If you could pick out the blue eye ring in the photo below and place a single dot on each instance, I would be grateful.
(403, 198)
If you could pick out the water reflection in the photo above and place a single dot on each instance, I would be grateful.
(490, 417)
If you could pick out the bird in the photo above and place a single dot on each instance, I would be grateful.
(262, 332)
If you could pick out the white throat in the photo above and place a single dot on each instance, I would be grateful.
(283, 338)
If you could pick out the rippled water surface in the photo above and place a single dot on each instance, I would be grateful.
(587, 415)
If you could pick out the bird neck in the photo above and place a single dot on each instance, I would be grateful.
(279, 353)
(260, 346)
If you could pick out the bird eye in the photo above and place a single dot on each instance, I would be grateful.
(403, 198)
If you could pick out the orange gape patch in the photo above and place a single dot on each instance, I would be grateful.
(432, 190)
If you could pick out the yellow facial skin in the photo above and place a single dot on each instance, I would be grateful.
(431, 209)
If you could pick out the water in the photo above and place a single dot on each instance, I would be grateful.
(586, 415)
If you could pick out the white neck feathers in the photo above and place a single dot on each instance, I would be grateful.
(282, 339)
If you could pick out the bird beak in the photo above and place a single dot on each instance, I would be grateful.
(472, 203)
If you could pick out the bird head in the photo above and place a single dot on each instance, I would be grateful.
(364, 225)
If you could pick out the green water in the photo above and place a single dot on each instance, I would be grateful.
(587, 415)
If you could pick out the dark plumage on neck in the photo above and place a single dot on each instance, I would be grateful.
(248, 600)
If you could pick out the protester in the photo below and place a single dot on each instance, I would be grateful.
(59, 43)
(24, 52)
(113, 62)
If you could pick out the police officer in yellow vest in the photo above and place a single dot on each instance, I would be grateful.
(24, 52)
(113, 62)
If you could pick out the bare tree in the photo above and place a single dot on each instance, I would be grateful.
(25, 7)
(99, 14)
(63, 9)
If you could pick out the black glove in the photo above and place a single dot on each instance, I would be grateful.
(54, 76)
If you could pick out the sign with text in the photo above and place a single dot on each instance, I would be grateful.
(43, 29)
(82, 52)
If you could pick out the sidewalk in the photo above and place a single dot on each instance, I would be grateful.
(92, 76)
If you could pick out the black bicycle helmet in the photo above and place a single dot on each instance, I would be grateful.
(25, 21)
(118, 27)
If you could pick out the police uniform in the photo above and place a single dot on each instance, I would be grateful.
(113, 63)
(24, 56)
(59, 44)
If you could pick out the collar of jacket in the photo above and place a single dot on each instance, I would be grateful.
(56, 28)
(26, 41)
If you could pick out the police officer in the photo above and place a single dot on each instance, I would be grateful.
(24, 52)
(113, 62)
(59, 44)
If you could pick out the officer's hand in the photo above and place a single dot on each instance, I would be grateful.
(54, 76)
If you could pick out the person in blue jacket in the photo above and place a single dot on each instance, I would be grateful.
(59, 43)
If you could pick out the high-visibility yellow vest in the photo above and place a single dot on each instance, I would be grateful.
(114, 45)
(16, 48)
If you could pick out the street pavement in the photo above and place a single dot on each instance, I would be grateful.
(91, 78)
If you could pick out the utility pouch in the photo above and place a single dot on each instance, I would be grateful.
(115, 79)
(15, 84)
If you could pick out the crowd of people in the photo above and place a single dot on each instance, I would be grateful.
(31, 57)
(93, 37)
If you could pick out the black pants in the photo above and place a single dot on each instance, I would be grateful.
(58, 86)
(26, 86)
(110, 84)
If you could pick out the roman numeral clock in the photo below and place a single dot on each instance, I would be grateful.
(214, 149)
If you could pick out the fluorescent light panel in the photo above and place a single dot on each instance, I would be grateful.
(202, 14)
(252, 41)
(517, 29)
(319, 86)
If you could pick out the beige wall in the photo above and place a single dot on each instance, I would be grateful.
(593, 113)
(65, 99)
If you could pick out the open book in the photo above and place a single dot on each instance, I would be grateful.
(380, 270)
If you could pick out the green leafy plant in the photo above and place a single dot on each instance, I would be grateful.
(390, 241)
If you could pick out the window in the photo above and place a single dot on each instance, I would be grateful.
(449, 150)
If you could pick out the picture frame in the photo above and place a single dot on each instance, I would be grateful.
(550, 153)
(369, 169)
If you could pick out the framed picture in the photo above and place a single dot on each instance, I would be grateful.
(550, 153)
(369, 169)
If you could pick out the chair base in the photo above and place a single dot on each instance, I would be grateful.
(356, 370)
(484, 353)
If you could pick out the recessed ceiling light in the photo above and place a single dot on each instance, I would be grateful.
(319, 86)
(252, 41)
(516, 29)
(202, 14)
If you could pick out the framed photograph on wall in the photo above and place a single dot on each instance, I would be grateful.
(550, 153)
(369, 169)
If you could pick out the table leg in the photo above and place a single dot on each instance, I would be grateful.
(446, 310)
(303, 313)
+ + +
* _Required work_: Nothing should be left out: return all of the records exactly.

* _Response to this task_:
If you could pick out the blue eye ring in the photo below and place a single dot on each instance, I would be grateful.
(403, 198)
If you could pick out the water reflection in the photo above and place a single dot on each instance, I would be grateful.
(490, 417)
If you could pick out the bird in the photo above and place a single dot on each instance, I would be grateful.
(262, 332)
If you could pick out the white throat in the photo above and place a single dot on each instance, I would be grateful.
(283, 338)
If you could pick out the rippled water surface in the photo above and place a single dot on each instance, I would be grateful.
(587, 415)
If you could pick out the bird neck in the photo above and place a single dot on each instance, I would be grateful.
(279, 353)
(260, 346)
If you could pick out the bird eye in the photo above and place a single dot on each instance, I would be grateful.
(403, 198)
If you could pick out the orange gape patch in the photo above and place a single dot on each instance, I would be grateful.
(432, 190)
If you could pick out the yellow facial skin in the photo above and place a single dot on each instance, I would be grateful.
(431, 209)
If you could pick out the water in the photo above and place a single dot on each instance, I would be grateful.
(586, 415)
If you could pick out the white neck feathers in the photo above and place a single dot on each instance, I would be grateful.
(282, 339)
If you could pick out the bird beak in the photo above and place a single dot on each instance, I would be grateful.
(472, 203)
If you could pick out the bird head in the photo above and place a single dot on each instance, I would be grateful.
(364, 225)
If you could pick out the green water in the photo above and place a single dot on each instance, I would be grateful.
(587, 415)
If you could pick out the dark plumage on neck in the photo above and place a single dot on each instance, I would be grateful.
(248, 600)
If you could pick out the protester in the photo below and place a single dot on each instance, I would be grateful.
(59, 43)
(24, 52)
(113, 62)
If you could pick out the police officer in yellow vest in the photo above and place a single dot on each instance, I would be grateful.
(24, 52)
(113, 62)
If you could pick out the bare tree in the photo above and place a single dot on each instance, I would be grateful.
(25, 7)
(99, 14)
(63, 9)
If you could pick out the black glove in the photo above and place a single dot on each instance, I would be grateful.
(54, 76)
If you could pick out the sign with text in the photo above and place a single dot on each instance, I would be grateful.
(43, 29)
(82, 52)
If you could pick out the sidewalk in the photo above and place a single dot on each instance, I would be grateful.
(92, 76)
If you could pick out the black bicycle helmet in the photo above and place a single dot on each instance, I would be grateful.
(25, 21)
(118, 27)
If you could pick out the police uniform in the photo above and place a single dot on each instance, I would be grateful.
(113, 63)
(24, 56)
(59, 44)
If you could pick out the collar of jacket in the photo above and place a single dot on each instance, I would be grateful.
(56, 28)
(26, 41)
If you could pick out the police officer in the photo above and place a single dot on each instance, I would be grateful.
(24, 52)
(113, 62)
(59, 44)
If you could pick out the officer's hand in the photo above and place a single dot on each instance, I would be grateful.
(54, 76)
If you could pick out the person in blue jacket in the photo above and place a single dot on each instance, I would be grateful.
(59, 43)
If you could pick out the high-visibility yellow vest in the photo above and place a single dot on each instance, I would be grateful.
(114, 45)
(16, 48)
If you could pick out the street pavement in the photo above and place a single dot on each instance, I would be grateful.
(91, 78)
If you could pick out the utility pouch in the photo above and place a single dot on each instance, I would be grateful.
(115, 79)
(15, 84)
If you could pick out the crowd of people in the photo above and place a single dot on each instance, I would be grateful.
(31, 57)
(93, 37)
If you could pick out the black pants in the photo above and place a single dot on each instance, I would be grateful.
(58, 86)
(26, 86)
(110, 84)
If you could pick out the roman numeral clock in the photo below and place a single dot on each instance, I would be grateful.
(214, 149)
If you could pick out the fluorescent light panel in the photo above and place a single dot on each instance, I would be grateful.
(202, 14)
(252, 41)
(517, 29)
(319, 86)
If you could pick out the beige wall in the photo above and place a single dot on each instance, I would be grateful.
(593, 113)
(65, 99)
If you could pick out the open book in the photo above and place a single dot on each instance, I would be grateful.
(380, 270)
If you could pick out the green leafy plant in the photo above and place a single dot on each instance, I would be grateful.
(390, 241)
If you could pick out the window in the photo above and place a single dot on each instance, I would be grateful.
(449, 150)
If you could pick out the picture frame in the photo above and place a single dot on each instance, I would be grateful.
(550, 153)
(369, 169)
If you could pick out the framed picture in the photo above and place a single dot on each instance, I would be grateful.
(550, 153)
(369, 169)
If you could pick out the chair base in the photo above and place a single dot on each instance, I would be grateful.
(356, 370)
(484, 353)
If you could pick out the recessed ceiling light in the photo above and place a single dot on each instance, I would be grateful.
(319, 86)
(252, 41)
(516, 29)
(202, 14)
If you could pick out the framed photograph on wall in the photo above and place a single dot on each instance, I would be grateful.
(550, 153)
(369, 169)
If you could pick out the table leg in the photo above and place a single dot on each instance, I would be grateful.
(446, 310)
(303, 313)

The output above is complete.